Raw records
--
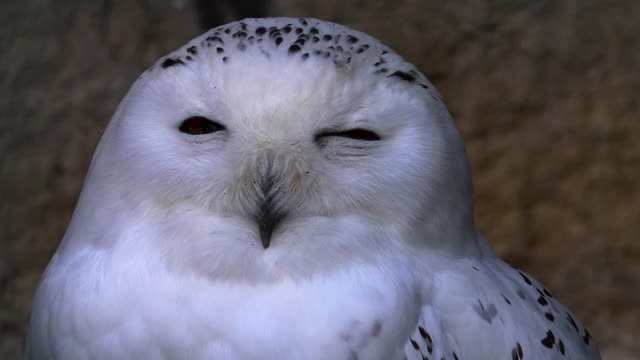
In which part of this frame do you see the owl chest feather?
[31,250,420,359]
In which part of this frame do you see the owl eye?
[316,128,380,141]
[179,116,226,135]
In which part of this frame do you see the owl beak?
[255,176,284,249]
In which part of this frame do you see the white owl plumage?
[27,18,600,360]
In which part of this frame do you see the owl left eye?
[179,116,226,135]
[316,128,380,141]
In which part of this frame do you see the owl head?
[62,18,475,280]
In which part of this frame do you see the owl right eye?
[178,116,226,135]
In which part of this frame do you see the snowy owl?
[27,18,600,360]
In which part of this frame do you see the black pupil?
[180,116,224,135]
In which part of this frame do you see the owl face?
[84,20,471,278]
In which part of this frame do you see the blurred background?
[0,0,640,359]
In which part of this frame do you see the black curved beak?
[255,175,284,249]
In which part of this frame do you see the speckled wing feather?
[405,258,600,360]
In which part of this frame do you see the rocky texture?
[0,0,640,359]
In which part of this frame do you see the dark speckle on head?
[389,70,416,83]
[518,271,533,285]
[206,36,224,45]
[582,329,591,345]
[160,18,440,99]
[566,313,580,332]
[347,35,359,44]
[540,330,556,349]
[538,295,549,306]
[162,58,184,69]
[289,44,301,54]
[409,339,420,350]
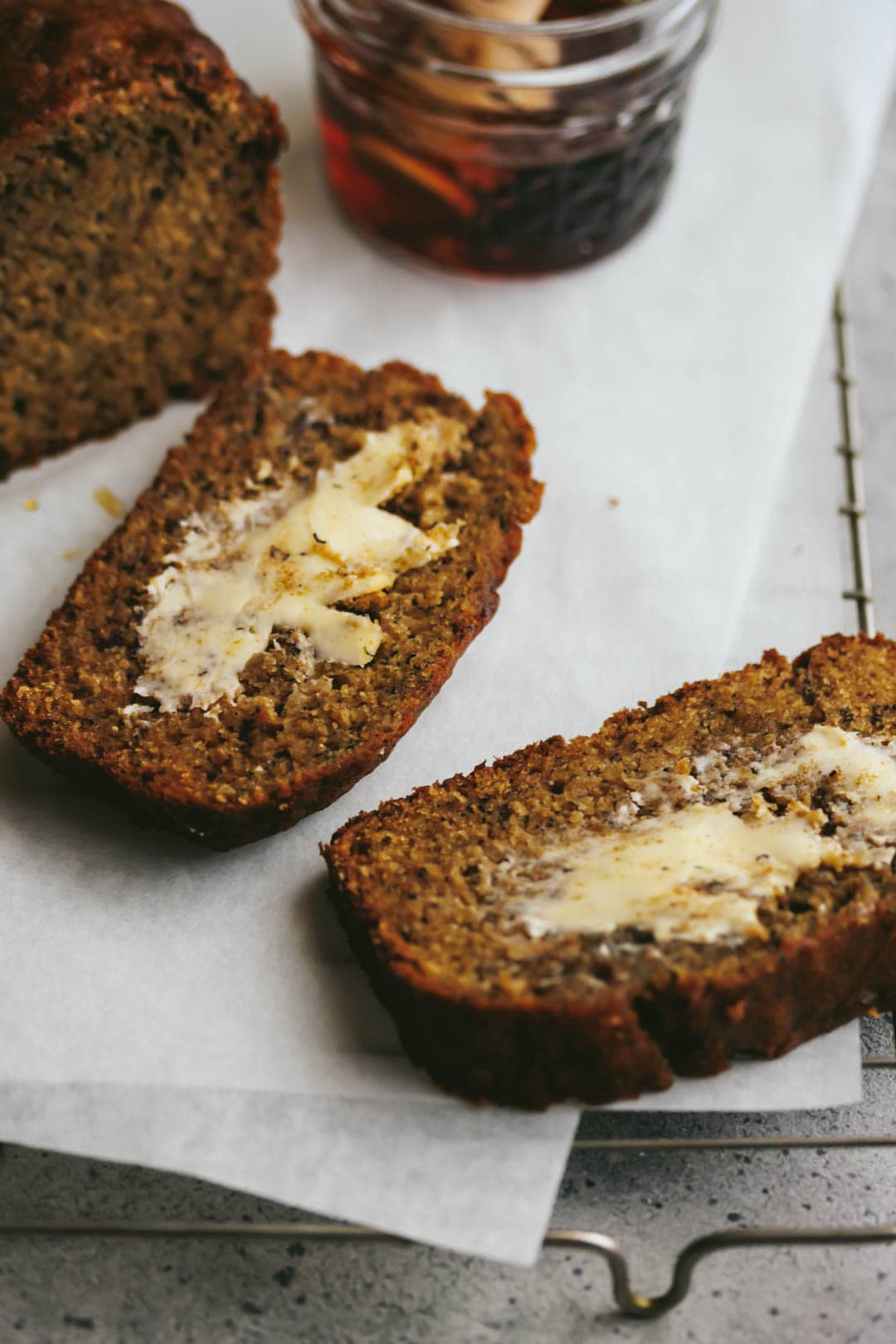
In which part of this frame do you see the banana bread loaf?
[0,352,540,848]
[0,0,284,475]
[324,635,896,1108]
--
• _The task_: Quote all of the lines above word for word, but leave out the pictures.

• _Response to the exercise_:
In which part of this frame do you see the owl chest feather?
[31,250,420,359]
In which part of this frame do you see the owl eye?
[316,128,380,141]
[179,116,226,135]
In which part of this frame do you see the owl beak?
[255,176,284,249]
In which part of this frame do you see the white owl plumage?
[27,18,600,360]
In which part of this frame do you see the owl left eye?
[179,116,226,135]
[316,128,380,141]
In which part of this frame do you see the owl head?
[62,18,475,280]
In which part of this frame do you see the owl right eye?
[178,116,226,135]
In which part of this frame do you see the snowy owl?
[27,18,600,360]
In which part of this frame do you see the black pupil?
[180,116,224,135]
In which part of this frame do you see the owl face?
[84,20,471,278]
In which part of this frame do you see the blurred background?
[0,0,640,359]
In which part of this frame do you see the black curved beak?
[255,175,284,249]
In which part of this frame do you see the speckled wing feather?
[405,258,600,360]
In which part of this frame do you see the rocky texture?
[0,0,640,359]
In which part of this frame do you see the dark speckle on head?
[389,70,416,83]
[518,271,533,285]
[206,36,224,45]
[582,329,591,345]
[160,18,440,99]
[566,313,580,332]
[347,35,359,44]
[540,330,556,349]
[538,295,549,306]
[162,58,184,69]
[289,44,301,54]
[409,339,420,350]
In which part of this frame do you see the banana bread loaf?
[0,352,540,848]
[0,0,284,475]
[324,635,896,1108]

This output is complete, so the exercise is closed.